■ **EXCERTO DA FONTE**
A obra “Guiné-Bissau, das contradições políticas aos desafios do futuro” da autoria de Luís Barbosa Vicente que brevemente será lançada pela CHIADO EDITORA. Testemunho de duas personalidades e académicos guineenses que já leram o livro.
PREFÁCIO «trechos»
(…) Esta obra do Dr. Luís Barbosa Vicente surge num momento muito
oportuno, atendendo aos recentes acontecimentos políticos na Guiné-Bissau,
apresentando reflexões pertinentes e recentes sobre aspectos relevantes da
esfera política, social e económica. A sua nota de abertura, aliás, traça um
quadro bastante lúcido e informativo sobre os desafios que se colocam e têm
colocado à Guiné-Bissau nos últimos anos. O título da obra é sugestivo e
cativante, chamando a nossa atenção para as tradições e contradições políticas
que hoje se vivem na Guiné-Bissau, projectando-nos para o futuro e para os
desafios que iremos enfrentar.

■ **INSTRUÇÃO 1**
Extraia do texto sobre o livro, sem alterações, o trecho que começa nas palavras "(…) Esta obra" e acaba depois das palavras "que iremos enfrentar.".
■ **INSTRUÇÃO 2**
De acordo com o texto sobre o livro, que editora vai lançar a obra?
■ **INSTRUÇÃO 3**
Por favor, dê seguimento ao texto sobre o livro a partir da última frase apresentada.
Os dados provêm de outra fonte.

■ **EXCERTO DE DADOS**
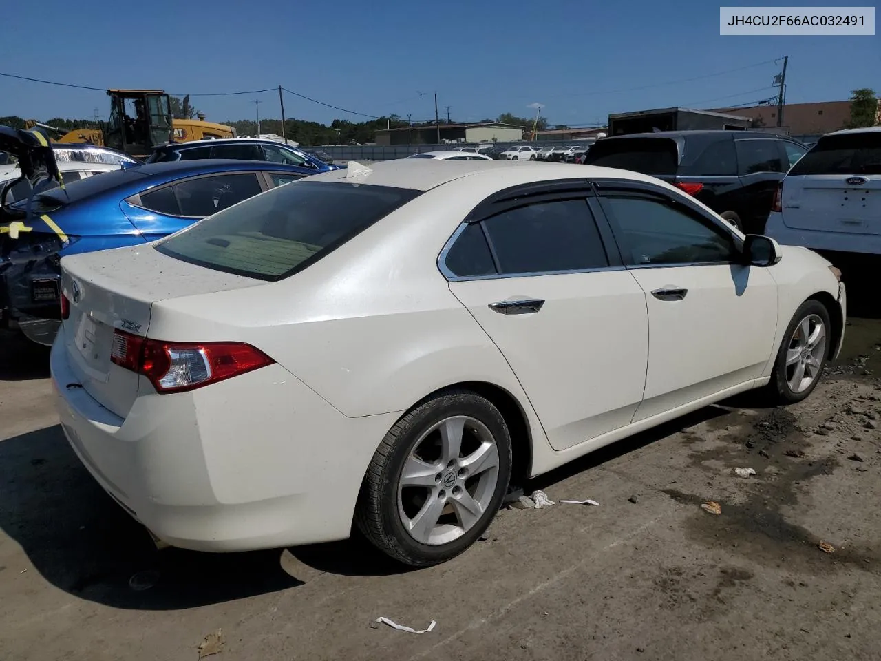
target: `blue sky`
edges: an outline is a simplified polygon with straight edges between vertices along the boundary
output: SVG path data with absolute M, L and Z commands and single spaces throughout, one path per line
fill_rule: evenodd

■ **RESPOSTA ESPERADA 1**
(…) Esta obra do Dr. Luís Barbosa Vicente surge num momento muito
oportuno, atendendo aos recentes acontecimentos políticos na Guiné-Bissau,
apresentando reflexões pertinentes e recentes sobre aspectos relevantes da
esfera política, social e económica. A sua nota de abertura, aliás, traça um
quadro bastante lúcido e informativo sobre os desafios que se colocam e têm
colocado à Guiné-Bissau nos últimos anos. O título da obra é sugestivo e
cativante, chamando a nossa atenção para as tradições e contradições políticas
que hoje se vivem na Guiné-Bissau, projectando-nos para o futuro e para os
desafios que iremos enfrentar.

■ **RESPOSTA ESPERADA 2**
A CHIADO EDITORA.

■ **RESPOSTA ESPERADA 3**
(…) Luís Vicente tenta casar a Economia e a Política, trazendo à ribalta
o velho debate com o qual já se debatiam os antigos intelectuais gregos (…) de
certa forma, considerava-se que a imaginação política precisava de ser
protegida da experiência económica. A lógica deste raciocínio é simples: para
Platão, a economia parecia operar com base na necessidade e na ganância,
enquanto a política devia operar com base na justiça e no direito. Mais perto
dos tempos modernos, a separação entre economia e política adoptou um contorno
diferente». De uma forma implícita, Luís Vicente convida o leitor para esta
discussão, apresentando diferentes perspectivas que combinam aspectos políticos
e económicos. Caberá ao leitor posicionar-se neste debate, em função das suas
preferências. (…)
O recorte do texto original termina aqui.